### Written request
Reproduce the line that holds "point_to MUST indicate the wooden fence with" together with all the lines after it up to the end of the entries.

### Material provided
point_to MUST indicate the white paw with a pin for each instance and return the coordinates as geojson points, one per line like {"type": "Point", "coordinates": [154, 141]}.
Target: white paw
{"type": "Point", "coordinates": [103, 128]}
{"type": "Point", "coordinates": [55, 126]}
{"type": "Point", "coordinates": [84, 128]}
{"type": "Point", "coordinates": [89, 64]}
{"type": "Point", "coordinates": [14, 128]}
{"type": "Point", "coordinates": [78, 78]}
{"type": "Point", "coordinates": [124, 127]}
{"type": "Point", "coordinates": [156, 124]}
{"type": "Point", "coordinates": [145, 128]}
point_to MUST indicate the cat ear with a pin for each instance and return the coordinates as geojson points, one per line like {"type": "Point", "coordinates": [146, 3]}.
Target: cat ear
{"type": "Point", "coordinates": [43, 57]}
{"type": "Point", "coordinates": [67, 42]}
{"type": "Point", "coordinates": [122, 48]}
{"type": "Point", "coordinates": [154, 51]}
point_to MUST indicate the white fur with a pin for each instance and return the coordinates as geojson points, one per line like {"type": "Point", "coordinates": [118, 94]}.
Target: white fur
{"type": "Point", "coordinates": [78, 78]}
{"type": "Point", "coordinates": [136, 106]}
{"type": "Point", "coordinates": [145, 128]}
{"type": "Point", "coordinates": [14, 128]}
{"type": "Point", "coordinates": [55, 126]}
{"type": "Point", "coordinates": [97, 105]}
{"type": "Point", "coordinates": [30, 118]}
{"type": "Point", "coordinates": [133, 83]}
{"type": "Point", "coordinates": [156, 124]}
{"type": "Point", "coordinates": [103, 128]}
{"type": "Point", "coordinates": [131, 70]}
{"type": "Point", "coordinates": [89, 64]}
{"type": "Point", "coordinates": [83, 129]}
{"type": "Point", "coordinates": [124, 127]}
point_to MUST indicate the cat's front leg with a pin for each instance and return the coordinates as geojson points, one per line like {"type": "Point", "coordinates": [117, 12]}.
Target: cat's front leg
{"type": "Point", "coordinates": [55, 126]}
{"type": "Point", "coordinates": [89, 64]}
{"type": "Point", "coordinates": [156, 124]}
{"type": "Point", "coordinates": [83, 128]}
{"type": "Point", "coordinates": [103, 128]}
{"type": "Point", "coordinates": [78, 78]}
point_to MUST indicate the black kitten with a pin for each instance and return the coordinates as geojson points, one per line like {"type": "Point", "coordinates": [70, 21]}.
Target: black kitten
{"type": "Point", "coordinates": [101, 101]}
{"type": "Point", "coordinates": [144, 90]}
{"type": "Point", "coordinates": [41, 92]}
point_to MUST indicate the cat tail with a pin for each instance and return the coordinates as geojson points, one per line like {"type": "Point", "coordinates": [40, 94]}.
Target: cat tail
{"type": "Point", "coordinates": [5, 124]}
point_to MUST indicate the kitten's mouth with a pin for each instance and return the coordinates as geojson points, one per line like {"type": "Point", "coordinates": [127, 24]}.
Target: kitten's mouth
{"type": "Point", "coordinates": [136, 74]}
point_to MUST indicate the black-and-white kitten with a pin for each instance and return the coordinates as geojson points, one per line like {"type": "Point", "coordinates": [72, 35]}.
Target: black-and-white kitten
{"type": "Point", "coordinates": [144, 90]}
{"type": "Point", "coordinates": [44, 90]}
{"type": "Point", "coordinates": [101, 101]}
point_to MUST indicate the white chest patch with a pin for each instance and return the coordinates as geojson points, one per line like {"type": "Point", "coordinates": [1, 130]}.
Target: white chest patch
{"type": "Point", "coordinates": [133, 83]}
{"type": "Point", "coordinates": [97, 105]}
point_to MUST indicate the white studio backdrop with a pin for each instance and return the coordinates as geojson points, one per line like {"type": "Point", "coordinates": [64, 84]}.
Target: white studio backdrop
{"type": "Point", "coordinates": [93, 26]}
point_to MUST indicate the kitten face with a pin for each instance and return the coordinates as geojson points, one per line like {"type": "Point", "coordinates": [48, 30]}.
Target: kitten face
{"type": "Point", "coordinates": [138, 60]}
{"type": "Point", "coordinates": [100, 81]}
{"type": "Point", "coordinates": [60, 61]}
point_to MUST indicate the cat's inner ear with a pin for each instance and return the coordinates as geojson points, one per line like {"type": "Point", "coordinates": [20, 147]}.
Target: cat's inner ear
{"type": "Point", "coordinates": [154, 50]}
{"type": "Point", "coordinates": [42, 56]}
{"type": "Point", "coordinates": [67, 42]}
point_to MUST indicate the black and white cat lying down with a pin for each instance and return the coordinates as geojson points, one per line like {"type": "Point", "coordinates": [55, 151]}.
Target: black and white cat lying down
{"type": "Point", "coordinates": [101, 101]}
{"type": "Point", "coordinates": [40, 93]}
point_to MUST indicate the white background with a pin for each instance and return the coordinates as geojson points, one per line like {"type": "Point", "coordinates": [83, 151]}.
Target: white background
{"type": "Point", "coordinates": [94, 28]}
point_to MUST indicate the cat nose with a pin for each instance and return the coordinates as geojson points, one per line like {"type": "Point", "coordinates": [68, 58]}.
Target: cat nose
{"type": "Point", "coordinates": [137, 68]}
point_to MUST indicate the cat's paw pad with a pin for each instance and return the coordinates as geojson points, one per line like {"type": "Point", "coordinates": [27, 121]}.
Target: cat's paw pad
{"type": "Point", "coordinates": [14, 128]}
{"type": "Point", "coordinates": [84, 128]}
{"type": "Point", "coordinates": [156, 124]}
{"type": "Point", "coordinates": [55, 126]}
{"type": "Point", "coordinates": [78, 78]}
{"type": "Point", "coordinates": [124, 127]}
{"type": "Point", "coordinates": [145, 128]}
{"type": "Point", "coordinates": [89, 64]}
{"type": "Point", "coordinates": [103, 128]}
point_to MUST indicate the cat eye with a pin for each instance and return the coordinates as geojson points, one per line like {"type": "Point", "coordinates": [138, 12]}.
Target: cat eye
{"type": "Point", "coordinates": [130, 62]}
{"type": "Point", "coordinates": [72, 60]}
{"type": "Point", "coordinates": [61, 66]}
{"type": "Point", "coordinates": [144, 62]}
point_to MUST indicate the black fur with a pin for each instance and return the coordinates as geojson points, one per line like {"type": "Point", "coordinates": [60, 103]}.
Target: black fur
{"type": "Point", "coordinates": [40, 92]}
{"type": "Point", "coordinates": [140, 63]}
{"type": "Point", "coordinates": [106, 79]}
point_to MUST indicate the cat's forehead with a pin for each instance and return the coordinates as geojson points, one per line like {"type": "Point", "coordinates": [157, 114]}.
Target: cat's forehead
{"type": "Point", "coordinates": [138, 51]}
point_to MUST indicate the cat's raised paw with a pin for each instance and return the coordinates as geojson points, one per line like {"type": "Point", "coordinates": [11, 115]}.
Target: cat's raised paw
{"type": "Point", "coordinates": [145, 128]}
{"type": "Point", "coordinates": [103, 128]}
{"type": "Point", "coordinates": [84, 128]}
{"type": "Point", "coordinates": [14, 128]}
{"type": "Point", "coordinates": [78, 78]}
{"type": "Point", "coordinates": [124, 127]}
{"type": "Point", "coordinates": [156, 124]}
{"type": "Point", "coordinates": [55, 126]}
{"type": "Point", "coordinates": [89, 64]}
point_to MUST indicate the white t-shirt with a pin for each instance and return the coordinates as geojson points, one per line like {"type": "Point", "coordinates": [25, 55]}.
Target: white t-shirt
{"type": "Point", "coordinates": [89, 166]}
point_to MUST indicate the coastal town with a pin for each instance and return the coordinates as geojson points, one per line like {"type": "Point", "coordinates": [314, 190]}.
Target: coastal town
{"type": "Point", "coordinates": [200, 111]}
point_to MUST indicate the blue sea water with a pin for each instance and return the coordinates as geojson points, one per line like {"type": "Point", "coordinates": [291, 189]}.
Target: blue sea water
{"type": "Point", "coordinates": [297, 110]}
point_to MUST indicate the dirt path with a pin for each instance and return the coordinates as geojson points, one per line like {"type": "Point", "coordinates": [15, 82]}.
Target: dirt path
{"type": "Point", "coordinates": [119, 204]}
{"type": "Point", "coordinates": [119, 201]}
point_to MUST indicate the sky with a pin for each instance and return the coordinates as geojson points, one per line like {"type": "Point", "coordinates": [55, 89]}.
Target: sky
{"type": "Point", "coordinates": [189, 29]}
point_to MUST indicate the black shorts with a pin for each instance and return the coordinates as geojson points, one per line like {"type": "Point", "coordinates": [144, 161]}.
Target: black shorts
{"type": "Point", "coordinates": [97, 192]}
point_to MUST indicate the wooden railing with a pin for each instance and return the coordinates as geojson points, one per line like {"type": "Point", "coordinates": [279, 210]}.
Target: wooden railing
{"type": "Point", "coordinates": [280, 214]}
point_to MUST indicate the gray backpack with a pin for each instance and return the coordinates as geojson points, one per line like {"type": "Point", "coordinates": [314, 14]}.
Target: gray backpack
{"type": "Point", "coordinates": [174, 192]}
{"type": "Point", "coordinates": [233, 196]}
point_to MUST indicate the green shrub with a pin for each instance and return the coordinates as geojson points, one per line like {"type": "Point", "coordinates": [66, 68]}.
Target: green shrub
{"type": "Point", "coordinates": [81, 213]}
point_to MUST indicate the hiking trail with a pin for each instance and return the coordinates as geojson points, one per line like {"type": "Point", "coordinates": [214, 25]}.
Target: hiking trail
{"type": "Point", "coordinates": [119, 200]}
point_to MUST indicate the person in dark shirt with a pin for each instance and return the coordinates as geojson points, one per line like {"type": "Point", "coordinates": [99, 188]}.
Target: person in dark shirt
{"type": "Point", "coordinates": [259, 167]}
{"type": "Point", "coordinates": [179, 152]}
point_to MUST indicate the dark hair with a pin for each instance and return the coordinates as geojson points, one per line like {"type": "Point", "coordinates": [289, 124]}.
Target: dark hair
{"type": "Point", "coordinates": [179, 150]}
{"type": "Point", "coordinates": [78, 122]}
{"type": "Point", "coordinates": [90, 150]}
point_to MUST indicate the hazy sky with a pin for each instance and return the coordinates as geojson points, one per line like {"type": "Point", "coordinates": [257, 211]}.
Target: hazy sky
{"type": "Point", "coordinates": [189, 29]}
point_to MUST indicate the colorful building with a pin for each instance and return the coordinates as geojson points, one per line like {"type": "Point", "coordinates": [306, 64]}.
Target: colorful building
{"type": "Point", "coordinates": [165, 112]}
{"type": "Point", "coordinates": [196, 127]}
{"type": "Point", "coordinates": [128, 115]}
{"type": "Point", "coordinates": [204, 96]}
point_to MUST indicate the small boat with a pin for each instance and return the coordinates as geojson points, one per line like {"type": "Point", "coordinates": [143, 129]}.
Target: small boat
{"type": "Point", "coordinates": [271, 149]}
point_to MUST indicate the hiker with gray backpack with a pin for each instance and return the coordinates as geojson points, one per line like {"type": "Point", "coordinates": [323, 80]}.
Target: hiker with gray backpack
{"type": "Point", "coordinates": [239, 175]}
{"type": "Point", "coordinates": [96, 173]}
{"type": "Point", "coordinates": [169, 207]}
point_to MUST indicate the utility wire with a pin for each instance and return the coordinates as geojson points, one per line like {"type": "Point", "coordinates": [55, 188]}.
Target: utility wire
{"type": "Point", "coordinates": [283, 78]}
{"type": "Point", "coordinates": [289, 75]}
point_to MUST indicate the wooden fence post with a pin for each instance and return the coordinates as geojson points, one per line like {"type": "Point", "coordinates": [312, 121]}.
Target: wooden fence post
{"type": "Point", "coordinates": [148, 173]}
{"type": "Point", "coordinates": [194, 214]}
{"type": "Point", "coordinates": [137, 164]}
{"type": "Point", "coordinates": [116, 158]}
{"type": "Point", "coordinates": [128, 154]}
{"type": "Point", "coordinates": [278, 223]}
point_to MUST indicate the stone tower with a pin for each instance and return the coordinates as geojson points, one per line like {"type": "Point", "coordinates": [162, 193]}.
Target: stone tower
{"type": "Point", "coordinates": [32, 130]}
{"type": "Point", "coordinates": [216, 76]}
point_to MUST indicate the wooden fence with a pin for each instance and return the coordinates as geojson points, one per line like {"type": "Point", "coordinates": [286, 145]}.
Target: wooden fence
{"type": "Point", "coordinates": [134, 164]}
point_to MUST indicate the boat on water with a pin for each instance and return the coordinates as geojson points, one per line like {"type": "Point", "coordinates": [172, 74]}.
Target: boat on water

### Written reply
point_to MUST indicate the wooden fence with a pin for each instance and return the coordinates as geojson points, one per line like {"type": "Point", "coordinates": [286, 145]}.
Target: wooden fence
{"type": "Point", "coordinates": [134, 164]}
point_to MUST indicate the boat on water with a pin for each instance and return the coordinates as geojson points, one per line like {"type": "Point", "coordinates": [172, 74]}.
Target: boat on water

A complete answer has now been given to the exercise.